Copy every line of the material below word for word, keeping each number, comma and bracket unchanged.

- [Excerpted data]
==========
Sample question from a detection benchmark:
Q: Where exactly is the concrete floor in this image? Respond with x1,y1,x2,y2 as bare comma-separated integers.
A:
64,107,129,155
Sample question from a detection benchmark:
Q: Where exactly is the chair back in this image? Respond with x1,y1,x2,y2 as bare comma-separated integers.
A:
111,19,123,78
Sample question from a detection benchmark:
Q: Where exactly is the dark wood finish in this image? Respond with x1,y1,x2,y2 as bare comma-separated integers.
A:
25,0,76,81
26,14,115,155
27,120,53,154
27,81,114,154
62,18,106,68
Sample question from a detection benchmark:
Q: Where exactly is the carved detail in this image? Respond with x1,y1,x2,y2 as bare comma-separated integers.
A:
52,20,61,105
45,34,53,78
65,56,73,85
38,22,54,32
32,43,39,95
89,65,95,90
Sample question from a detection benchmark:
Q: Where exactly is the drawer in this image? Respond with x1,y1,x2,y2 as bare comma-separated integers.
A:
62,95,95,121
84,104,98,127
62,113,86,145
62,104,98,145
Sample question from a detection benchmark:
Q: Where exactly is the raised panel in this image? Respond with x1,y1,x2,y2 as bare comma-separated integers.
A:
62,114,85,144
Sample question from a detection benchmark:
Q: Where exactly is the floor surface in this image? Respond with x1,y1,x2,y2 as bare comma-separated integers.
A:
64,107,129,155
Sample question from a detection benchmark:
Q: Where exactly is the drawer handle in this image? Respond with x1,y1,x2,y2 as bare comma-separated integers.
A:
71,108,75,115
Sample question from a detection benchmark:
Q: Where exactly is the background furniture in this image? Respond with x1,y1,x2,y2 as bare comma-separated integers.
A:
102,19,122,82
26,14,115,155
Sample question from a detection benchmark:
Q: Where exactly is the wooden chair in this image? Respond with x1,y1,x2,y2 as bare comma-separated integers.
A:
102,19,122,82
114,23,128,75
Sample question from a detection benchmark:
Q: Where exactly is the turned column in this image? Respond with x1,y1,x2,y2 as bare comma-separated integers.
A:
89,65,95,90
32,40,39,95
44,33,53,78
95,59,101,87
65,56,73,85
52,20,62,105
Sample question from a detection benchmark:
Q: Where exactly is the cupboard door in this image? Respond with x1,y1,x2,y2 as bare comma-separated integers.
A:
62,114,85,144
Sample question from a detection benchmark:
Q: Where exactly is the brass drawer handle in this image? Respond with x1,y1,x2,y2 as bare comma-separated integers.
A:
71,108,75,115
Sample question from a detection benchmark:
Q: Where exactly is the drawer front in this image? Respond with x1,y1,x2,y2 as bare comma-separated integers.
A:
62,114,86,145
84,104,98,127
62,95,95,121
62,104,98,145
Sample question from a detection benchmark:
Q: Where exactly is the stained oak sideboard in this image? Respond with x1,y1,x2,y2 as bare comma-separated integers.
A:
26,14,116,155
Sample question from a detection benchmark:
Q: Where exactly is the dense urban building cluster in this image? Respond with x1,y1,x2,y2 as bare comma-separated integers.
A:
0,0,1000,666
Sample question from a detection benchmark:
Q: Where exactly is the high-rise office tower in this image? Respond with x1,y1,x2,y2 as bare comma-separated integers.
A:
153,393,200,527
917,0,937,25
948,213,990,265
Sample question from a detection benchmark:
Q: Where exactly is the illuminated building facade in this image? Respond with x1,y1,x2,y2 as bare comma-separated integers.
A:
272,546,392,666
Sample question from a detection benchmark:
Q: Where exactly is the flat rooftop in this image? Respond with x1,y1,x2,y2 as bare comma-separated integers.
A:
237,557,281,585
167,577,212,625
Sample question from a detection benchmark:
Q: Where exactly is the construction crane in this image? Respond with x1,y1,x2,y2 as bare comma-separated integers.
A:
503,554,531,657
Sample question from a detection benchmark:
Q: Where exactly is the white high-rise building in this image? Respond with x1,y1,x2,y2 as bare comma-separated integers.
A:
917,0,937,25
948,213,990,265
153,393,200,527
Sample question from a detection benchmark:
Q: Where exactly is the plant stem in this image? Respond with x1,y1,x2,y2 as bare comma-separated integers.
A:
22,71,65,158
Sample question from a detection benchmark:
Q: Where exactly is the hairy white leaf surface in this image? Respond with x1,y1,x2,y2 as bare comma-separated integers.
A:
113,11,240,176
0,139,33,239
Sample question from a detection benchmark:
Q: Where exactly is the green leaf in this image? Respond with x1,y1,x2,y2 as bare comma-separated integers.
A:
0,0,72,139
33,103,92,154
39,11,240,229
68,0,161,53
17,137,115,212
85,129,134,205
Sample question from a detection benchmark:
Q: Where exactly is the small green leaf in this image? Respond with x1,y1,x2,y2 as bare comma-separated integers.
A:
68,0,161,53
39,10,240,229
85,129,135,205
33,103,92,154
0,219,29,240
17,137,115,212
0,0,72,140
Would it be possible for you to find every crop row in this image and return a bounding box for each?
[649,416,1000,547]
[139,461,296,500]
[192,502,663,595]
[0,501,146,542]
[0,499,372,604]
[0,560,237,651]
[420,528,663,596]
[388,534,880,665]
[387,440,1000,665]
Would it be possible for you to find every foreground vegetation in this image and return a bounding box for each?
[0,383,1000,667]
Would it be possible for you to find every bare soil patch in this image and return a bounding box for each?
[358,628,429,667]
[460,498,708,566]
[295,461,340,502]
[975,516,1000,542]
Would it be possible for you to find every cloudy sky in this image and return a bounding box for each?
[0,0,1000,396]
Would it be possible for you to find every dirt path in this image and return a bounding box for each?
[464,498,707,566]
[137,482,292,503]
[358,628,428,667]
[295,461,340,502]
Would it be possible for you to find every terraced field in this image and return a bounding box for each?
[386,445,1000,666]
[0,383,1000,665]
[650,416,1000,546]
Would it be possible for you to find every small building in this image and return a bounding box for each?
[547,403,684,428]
==========
- [Response to the task]
Sample question from a detection benchmark:
Q: Where exactly is the concrete floor in this image? Respond with x1,y1,x2,y2 as bare comma-separated integers.
A:
64,107,129,155
Sample question from a detection benchmark:
Q: Where exactly is the chair back in this image? Respond with x1,y1,x2,y2 as bare comma-separated integers.
A:
111,19,123,78
Sample question from a detection benchmark:
Q: Where exactly is the dark wood finish in this image? Respond with x1,y1,x2,y2 as bare comma-separated integers.
A:
25,0,76,81
26,14,115,155
27,120,53,154
27,81,114,154
62,18,106,68
Sample question from a detection benchmark:
Q: Where exactly is the carved detail in this image? Respond with x1,y1,x2,y2 as bare comma-separated integers.
A:
52,20,61,105
45,34,53,78
65,56,73,85
38,22,54,32
32,43,39,95
89,65,95,90
Sample question from a detection benchmark:
Q: Where exactly is the drawer in this image? Respond with x1,y1,x2,y2 as bare comma-separated integers.
A:
62,95,95,121
84,104,98,127
62,113,86,145
62,104,98,145
Sample question from a detection benchmark:
Q: Where exactly is the raised panel in this image? Respond with x1,y1,x2,y2 as bare comma-separated integers.
A:
62,114,85,144
Sample question from a detection benchmark:
Q: Where exactly is the floor surface in this image? Respond with x1,y1,x2,y2 as bare comma-separated integers.
A:
64,107,129,155
Sample question from a detection benchmark:
Q: Where exactly is the drawer handle in this image? Respond with x1,y1,x2,y2 as bare comma-separated integers.
A:
71,108,75,115
Sample question from a detection benchmark:
Q: Where exactly is the background furniture in this image? Respond with x1,y1,x2,y2 as bare comma-separated integers.
A:
102,19,122,82
26,14,115,155
Sample question from a detection benchmark:
Q: Where exactly is the wooden chair in this image? Respond with x1,y1,x2,y2 as bare comma-separated integers.
A:
102,19,122,82
114,23,128,75
Sample question from a detection benchmark:
Q: Where exactly is the turned column in this image? Respond with x1,y1,x2,y2 as bare comma-separated integers.
A:
89,65,95,90
32,40,39,95
44,33,53,78
95,59,101,87
65,56,73,85
52,20,62,105
Sample question from a detection benchmark:
Q: Where exactly is the cupboard door in this image? Respond with x1,y1,x2,y2 as bare comma-separated integers.
A:
62,114,85,144
Sample question from a detection benchmark:
Q: Where exactly is the brass drawer handle in this image? Respond with x1,y1,x2,y2 as bare comma-separated integers.
A:
71,108,75,115
Sample question from a detection benchmark:
Q: Where exactly is the drawer front in this image? Respond with x1,y1,x2,y2 as bare comma-separated integers.
A:
62,114,86,145
84,104,98,127
62,95,95,121
62,104,98,145
Sample question from a detection benchmark:
Q: Where exactly is the stained oak sideboard in this image? Respond with x1,y1,x2,y2 as bare comma-separated integers.
A:
26,14,116,155
Sample question from a detection benchmark:
Q: Where exactly is the dense urban building cluster in this image? Respond with x1,y1,x2,y2 as bare comma-separated integers.
A:
0,0,1000,666
Sample question from a detection benchmark:
Q: Where exactly is the high-rise office tower in this image? Respond with x1,y1,x2,y2 as bare comma-separated integers.
A:
153,393,200,527
917,0,937,25
948,213,990,265
Sample question from a detection benchmark:
Q: Where exactly is the illuminated building facade in this image? Respond with x1,y1,x2,y2 as bare comma-separated integers.
A:
272,546,392,666
Sample question from a detection benchmark:
Q: Where exactly is the flat rooftop in this image? Respond with x1,y1,x2,y2 as bare comma-separated integers.
A:
237,557,281,585
167,577,212,625
Sample question from a detection benchmark:
Q: Where exactly is the construction crane in this image? Respond with x1,y1,x2,y2 as bare comma-separated integers.
A:
503,554,531,657
Sample question from a detection benchmark:
Q: Where exactly is the white high-rise building in this image? Respond with x1,y1,x2,y2 as bare comma-separated integers.
A:
917,0,937,25
948,213,990,265
153,393,200,527
Sample question from a detection benchmark:
Q: Where exactly is the plant stem in this image? Respond with x1,y1,x2,y2 as bare comma-separated integers.
A:
22,71,65,158
Sample question from a detection benchmark:
Q: Where exactly is the hairy white leaf surface in this image? Respond with x1,y1,x2,y2 as bare comma-separated integers.
A:
113,11,240,176
0,139,33,239
Sample question from a detection benchmark:
Q: Where exactly is the green leaf in this image? Respond with x1,y1,x2,y2 as bare comma-separated integers.
A:
0,0,72,139
33,103,92,154
39,11,240,229
68,0,161,53
17,137,115,212
85,129,134,205
Sample question from a detection benchmark:
Q: Where exactly is the small green leaf in this image? Respond with x1,y1,x2,y2 as bare comma-separated integers.
A:
68,0,161,53
39,10,240,229
85,129,135,205
33,103,92,154
0,219,29,240
17,137,115,212
0,0,72,140
Would it be possible for you to find every crop row in this image and return a bounding box for each?
[649,416,1000,547]
[139,461,296,500]
[192,502,663,595]
[0,501,146,542]
[0,499,372,604]
[0,560,237,651]
[420,528,663,596]
[388,534,880,665]
[387,440,1000,665]
Would it be possible for you to find every foreground vegetation in this image and return a bounding box for each?
[0,383,1000,667]
Would it be possible for you to find every bare soil patch in this image and return a bounding box for each?
[358,628,429,667]
[460,498,708,566]
[295,461,340,502]
[975,516,1000,542]
Would it be possible for you to find every cloudy sky in this image and return a bounding box for each?
[0,0,1000,396]
Would it be possible for you to find every dirt path in this image and return a bounding box for each?
[464,498,707,566]
[137,482,292,503]
[358,628,428,667]
[295,461,340,502]
Would it be possible for you to find every terraced field in this image and return a bounding box for each?
[386,445,1000,666]
[0,383,1000,665]
[650,416,1000,546]
Would it be possible for you to find every small building in this image and return a bounding box for each?
[547,403,684,428]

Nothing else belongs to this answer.